**YOUR INSTRUCTIONS:** Produce a verbatim copy of the entries listed below.

* Begin *

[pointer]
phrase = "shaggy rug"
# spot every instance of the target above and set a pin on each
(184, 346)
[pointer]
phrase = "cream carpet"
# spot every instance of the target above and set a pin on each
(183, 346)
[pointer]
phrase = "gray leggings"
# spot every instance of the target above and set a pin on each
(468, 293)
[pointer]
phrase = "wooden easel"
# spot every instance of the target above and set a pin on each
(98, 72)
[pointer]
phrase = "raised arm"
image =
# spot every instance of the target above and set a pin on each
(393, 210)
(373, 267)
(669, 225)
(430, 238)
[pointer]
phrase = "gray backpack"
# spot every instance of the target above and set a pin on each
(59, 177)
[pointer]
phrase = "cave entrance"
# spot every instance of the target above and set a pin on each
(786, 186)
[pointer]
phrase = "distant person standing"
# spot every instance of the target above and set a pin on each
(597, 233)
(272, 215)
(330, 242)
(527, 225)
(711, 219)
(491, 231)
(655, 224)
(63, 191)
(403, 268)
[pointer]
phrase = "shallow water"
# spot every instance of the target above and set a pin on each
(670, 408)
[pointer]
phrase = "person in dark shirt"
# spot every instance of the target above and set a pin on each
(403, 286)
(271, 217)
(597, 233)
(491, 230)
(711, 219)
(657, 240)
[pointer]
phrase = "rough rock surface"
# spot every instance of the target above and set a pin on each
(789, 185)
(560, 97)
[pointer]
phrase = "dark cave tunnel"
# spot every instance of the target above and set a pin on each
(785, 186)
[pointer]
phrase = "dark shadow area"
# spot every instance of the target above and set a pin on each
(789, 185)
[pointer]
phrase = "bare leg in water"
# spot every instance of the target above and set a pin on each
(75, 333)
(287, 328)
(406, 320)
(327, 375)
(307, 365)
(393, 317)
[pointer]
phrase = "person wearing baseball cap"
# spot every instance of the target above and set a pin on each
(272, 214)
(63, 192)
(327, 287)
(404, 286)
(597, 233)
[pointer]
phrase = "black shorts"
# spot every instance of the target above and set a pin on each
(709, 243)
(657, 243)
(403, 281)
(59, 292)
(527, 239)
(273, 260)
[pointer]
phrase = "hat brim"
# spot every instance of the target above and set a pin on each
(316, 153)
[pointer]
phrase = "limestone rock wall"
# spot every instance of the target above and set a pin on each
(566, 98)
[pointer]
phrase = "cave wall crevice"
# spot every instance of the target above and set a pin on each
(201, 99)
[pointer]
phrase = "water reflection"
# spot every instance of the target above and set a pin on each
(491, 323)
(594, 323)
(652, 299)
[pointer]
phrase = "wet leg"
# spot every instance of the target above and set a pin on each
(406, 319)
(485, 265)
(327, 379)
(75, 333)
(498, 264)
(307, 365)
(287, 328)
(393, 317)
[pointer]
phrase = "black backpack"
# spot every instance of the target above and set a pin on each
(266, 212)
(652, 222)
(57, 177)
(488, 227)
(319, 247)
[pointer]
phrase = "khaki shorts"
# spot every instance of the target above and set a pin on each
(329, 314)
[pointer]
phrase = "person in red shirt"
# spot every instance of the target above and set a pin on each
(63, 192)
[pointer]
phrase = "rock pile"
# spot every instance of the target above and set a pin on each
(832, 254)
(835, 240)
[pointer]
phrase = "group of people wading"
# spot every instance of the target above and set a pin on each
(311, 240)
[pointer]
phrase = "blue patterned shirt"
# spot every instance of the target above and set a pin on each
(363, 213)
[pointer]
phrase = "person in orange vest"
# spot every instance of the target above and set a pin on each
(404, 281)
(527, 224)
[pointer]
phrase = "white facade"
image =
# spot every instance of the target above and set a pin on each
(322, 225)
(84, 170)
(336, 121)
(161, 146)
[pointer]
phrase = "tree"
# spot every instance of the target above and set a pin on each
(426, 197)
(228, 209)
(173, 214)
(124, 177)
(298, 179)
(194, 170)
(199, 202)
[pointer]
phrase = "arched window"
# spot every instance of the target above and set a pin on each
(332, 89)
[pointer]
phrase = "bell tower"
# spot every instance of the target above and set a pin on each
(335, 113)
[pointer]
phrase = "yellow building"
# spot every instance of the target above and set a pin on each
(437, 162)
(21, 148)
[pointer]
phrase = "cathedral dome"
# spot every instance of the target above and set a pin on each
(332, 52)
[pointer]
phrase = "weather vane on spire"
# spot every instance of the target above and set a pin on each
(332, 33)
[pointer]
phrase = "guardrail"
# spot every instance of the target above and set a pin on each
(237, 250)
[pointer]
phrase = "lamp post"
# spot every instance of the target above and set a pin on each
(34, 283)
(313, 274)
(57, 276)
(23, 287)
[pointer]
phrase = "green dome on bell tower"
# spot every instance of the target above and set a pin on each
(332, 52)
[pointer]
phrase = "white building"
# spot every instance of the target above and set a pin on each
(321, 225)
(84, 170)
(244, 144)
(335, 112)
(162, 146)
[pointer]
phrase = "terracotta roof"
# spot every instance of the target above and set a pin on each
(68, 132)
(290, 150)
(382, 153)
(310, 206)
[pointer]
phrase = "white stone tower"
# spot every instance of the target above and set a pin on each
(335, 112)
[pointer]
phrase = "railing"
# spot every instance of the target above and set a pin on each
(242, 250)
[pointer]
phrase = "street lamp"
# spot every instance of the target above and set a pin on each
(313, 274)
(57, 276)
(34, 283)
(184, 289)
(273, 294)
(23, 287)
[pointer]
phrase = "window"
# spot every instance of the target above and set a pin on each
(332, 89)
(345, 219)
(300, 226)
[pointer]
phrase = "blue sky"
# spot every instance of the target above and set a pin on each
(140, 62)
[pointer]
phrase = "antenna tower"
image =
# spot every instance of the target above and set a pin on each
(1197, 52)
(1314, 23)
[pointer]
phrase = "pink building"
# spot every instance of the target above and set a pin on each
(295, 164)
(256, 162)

* End *

**SOLUTION TO THE EXERCISE:**
[pointer]
phrase = "shaggy rug"
# spot every instance of the target above and set a pin on each
(184, 346)
[pointer]
phrase = "cream carpet"
# spot every instance of the target above and set a pin on each
(183, 346)
[pointer]
phrase = "gray leggings"
# spot every instance of the target above and set a pin on each
(468, 293)
[pointer]
phrase = "wooden easel"
# spot every instance of the target above and set a pin on each
(98, 72)
[pointer]
phrase = "raised arm"
image =
# spot every instance of the target above and set a pin on each
(393, 210)
(373, 267)
(669, 225)
(430, 238)
[pointer]
phrase = "gray backpack"
# spot every instance of the target above and set a pin on each
(59, 177)
[pointer]
phrase = "cave entrance"
# spot every instance of the target above and set a pin on each
(786, 186)
[pointer]
phrase = "distant person standing"
# spot every instance of the target above and set a pin on each
(597, 233)
(272, 215)
(330, 242)
(527, 225)
(711, 219)
(491, 231)
(655, 224)
(63, 191)
(403, 268)
[pointer]
phrase = "shallow water"
# spot every instance of the target above and set a pin on each
(670, 408)
[pointer]
phrase = "person in dark shirt"
# spot every instance of the target above and set a pin on each
(403, 286)
(271, 217)
(597, 233)
(491, 230)
(711, 219)
(657, 240)
[pointer]
phrase = "rough rock surface"
# spot every instance of the target above and set a pin on each
(789, 185)
(560, 97)
[pointer]
phrase = "dark cave tunnel"
# spot every instance of the target above and set a pin on each
(785, 186)
[pointer]
phrase = "dark shadow area"
# spot every instance of the target above and set a pin on each
(789, 185)
[pointer]
phrase = "bare leg in water"
# spot every instance of the target above and set a pin on each
(75, 333)
(287, 328)
(406, 320)
(327, 375)
(307, 365)
(393, 317)
[pointer]
phrase = "person wearing baseball cap"
# spot every instance of the target above and set a pin on each
(272, 214)
(63, 192)
(327, 287)
(404, 286)
(597, 233)
[pointer]
phrase = "black shorts"
# spot every instance of the target above and set a pin on each
(709, 243)
(657, 243)
(403, 281)
(59, 292)
(527, 239)
(273, 260)
[pointer]
phrase = "hat brim"
# spot every instance of the target above and set a pin on each
(316, 153)
[pointer]
phrase = "limestone rock wall"
# spot every instance of the target above and set a pin on each
(566, 98)
[pointer]
phrase = "cave wall crevice"
# spot every instance of the target above and set a pin on each
(201, 99)
[pointer]
phrase = "water reflection"
# spot every instance of the target above and set a pin on each
(491, 323)
(594, 323)
(652, 299)
[pointer]
phrase = "wet leg"
# spot every instance of the target above and set a pin on each
(406, 319)
(485, 265)
(327, 379)
(75, 333)
(498, 264)
(307, 365)
(287, 328)
(393, 317)
[pointer]
phrase = "black backpack"
# spot every instance of the target above and set a pin on each
(266, 212)
(652, 222)
(57, 177)
(488, 227)
(319, 247)
[pointer]
phrase = "khaki shorts"
# spot every instance of the target above and set a pin on each
(329, 314)
[pointer]
phrase = "person in red shirt"
# spot every instance of the target above and set a pin on each
(63, 192)
[pointer]
phrase = "rock pile"
# spot every instance of the target above and set a pin on each
(832, 254)
(835, 240)
[pointer]
phrase = "group of people wading"
# spot every instance of the target above and set a pin on each
(311, 240)
[pointer]
phrase = "blue patterned shirt"
# spot every instance of the target above and set a pin on each
(363, 213)
[pointer]
phrase = "person in orange vest"
# spot every instance of the target above and set a pin on each
(404, 281)
(527, 224)
[pointer]
phrase = "white facade"
image =
# spot every instance of the target above and set a pin on each
(322, 225)
(84, 170)
(336, 121)
(161, 146)
[pointer]
phrase = "tree"
# spot every instance of the target above and set a pin on each
(426, 197)
(228, 209)
(173, 214)
(124, 177)
(298, 179)
(194, 170)
(199, 202)
[pointer]
phrase = "arched window"
# spot every instance of the target above and set a pin on each
(332, 89)
[pointer]
phrase = "bell tower"
# spot every instance of the target above and set a pin on each
(335, 113)
[pointer]
phrase = "yellow building"
# spot every instance of the target above and set a pin on each
(437, 162)
(21, 148)
[pointer]
phrase = "cathedral dome"
# spot every instance of the target above and set a pin on each
(332, 52)
[pointer]
phrase = "weather vane on spire"
# spot every instance of the target above and set a pin on each
(332, 33)
[pointer]
phrase = "guardrail"
# spot every instance of the target above and set a pin on each
(237, 250)
[pointer]
phrase = "lamp post"
# spot every instance of the target above and set a pin on each
(34, 283)
(313, 274)
(57, 276)
(23, 287)
[pointer]
phrase = "green dome on bell tower"
# spot every instance of the target above and set a pin on each
(332, 52)
[pointer]
phrase = "white building"
# spot every instance of the target above and set a pin on each
(321, 225)
(84, 170)
(244, 144)
(335, 112)
(162, 146)
[pointer]
phrase = "terracotta roof"
# spot every instance of the target above and set a pin on each
(68, 132)
(290, 150)
(382, 153)
(310, 206)
[pointer]
phrase = "white stone tower"
# spot every instance of the target above and set a pin on each
(335, 112)
[pointer]
phrase = "railing"
# spot every instance of the target above and set a pin on each
(242, 250)
[pointer]
phrase = "street lamp"
# spot every instance of the target above and set a pin on each
(313, 274)
(57, 276)
(34, 283)
(184, 289)
(273, 294)
(23, 287)
[pointer]
phrase = "window"
# spot every instance of the target above and set a pin on each
(332, 89)
(345, 219)
(300, 226)
[pointer]
phrase = "blue sky"
# spot every instance of the target above and set a pin on each
(140, 62)
[pointer]
phrase = "antenna tower"
image =
# spot every instance of the target above and set a pin on each
(1197, 52)
(1314, 23)
[pointer]
phrase = "pink building"
# spot every instance of the target above and set a pin on each
(295, 164)
(256, 162)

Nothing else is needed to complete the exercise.